* REQUIREMENT: Reproduce each of the following records verbatim, changing nothing in any line.

Start of LISTING

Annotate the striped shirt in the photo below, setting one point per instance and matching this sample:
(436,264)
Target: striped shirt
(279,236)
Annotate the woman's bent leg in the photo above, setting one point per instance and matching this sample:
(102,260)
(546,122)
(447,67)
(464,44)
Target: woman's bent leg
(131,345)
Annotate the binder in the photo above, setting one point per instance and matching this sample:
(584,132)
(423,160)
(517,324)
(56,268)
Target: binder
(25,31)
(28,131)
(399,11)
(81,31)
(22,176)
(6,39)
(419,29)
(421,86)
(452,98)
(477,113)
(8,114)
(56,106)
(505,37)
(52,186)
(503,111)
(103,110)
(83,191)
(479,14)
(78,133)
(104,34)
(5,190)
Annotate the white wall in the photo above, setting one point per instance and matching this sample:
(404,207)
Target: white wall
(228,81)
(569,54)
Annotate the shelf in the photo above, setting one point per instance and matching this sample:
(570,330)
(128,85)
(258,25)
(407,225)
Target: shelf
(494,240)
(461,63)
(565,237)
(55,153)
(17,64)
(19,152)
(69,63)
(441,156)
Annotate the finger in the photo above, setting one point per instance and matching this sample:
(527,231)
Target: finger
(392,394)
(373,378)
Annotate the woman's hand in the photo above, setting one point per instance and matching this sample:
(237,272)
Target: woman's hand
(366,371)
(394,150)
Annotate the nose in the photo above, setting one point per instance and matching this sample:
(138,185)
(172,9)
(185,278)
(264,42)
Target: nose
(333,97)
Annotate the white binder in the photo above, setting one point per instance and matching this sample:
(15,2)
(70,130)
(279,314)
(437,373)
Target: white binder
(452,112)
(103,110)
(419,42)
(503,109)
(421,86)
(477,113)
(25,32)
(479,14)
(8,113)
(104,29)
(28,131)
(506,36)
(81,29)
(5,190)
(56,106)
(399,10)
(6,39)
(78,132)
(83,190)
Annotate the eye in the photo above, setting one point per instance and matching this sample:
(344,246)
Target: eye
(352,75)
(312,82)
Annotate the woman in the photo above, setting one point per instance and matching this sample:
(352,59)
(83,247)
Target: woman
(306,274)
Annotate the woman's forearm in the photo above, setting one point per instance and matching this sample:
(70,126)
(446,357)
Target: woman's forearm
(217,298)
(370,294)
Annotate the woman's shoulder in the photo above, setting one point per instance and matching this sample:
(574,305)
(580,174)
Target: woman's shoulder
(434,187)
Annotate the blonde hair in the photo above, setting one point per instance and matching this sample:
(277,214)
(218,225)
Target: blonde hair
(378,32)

End of LISTING

* THE RESULT:
Annotate the striped shirt in the photo below, setting one point per instance and matching this sample:
(436,264)
Target: striped shirt
(279,236)
Annotate the woman's bent leg in the photo above, setting one point per instance and matching this sample:
(102,260)
(546,122)
(447,67)
(464,44)
Target: woman's bent leg
(131,345)
Annotate the binder in the photo above, setting one point per instance and matching this sample:
(584,132)
(423,160)
(517,324)
(56,268)
Target: binder
(25,31)
(28,131)
(399,11)
(81,31)
(22,176)
(6,39)
(419,29)
(421,86)
(452,98)
(477,113)
(8,114)
(56,106)
(505,37)
(52,186)
(503,111)
(103,110)
(83,191)
(479,14)
(78,133)
(104,34)
(5,190)
Annotate the white wall in the photo above, setting one point per instance and matching this sample:
(404,207)
Target: white wall
(228,81)
(569,54)
Annotate the shelf in the photo above, setting one point per instance and matching this sample:
(570,330)
(128,85)
(258,25)
(407,225)
Target: shelf
(494,240)
(461,63)
(565,237)
(55,153)
(17,64)
(19,152)
(69,63)
(441,156)
Annotate the finger in the photo above, setting one point per instance and matching this sample:
(527,231)
Target: finger
(392,394)
(373,378)
Annotate the woman's hand in the photo above, setting one point per instance and matching this sample:
(237,272)
Target: woman's hand
(366,371)
(394,150)
Annotate the nose in the photo above, setting one point per instance and matching this sample:
(138,185)
(172,9)
(185,278)
(264,42)
Target: nose
(333,97)
Annotate the white binder in the photo above, setting one point per instance and matching this sample:
(15,2)
(70,130)
(279,314)
(437,373)
Target: white binder
(452,112)
(103,110)
(419,42)
(503,109)
(421,86)
(477,113)
(25,32)
(479,14)
(8,113)
(104,29)
(28,131)
(506,36)
(81,29)
(5,190)
(56,106)
(399,10)
(6,39)
(78,132)
(83,190)
Annotate the eye in the photo above, setting one point per instance and matching this sample:
(344,246)
Target: eye
(352,75)
(312,82)
Annotate the woman in the photo above, setting one point per instance and matching this sample:
(352,59)
(83,247)
Target: woman
(306,274)
Annotate the woman's forearm in the photo above, setting one point per instance and matching this sample:
(70,126)
(446,357)
Target: woman's forearm
(217,298)
(370,294)
Annotate the woman's shoulder in the photo above, setting one point per instance and matching this sample:
(574,305)
(580,174)
Target: woman's shoulder
(434,187)
Annotate the blonde hair in the photo above, setting one point per instance and matching this sample:
(277,214)
(218,225)
Target: blonde hair
(378,32)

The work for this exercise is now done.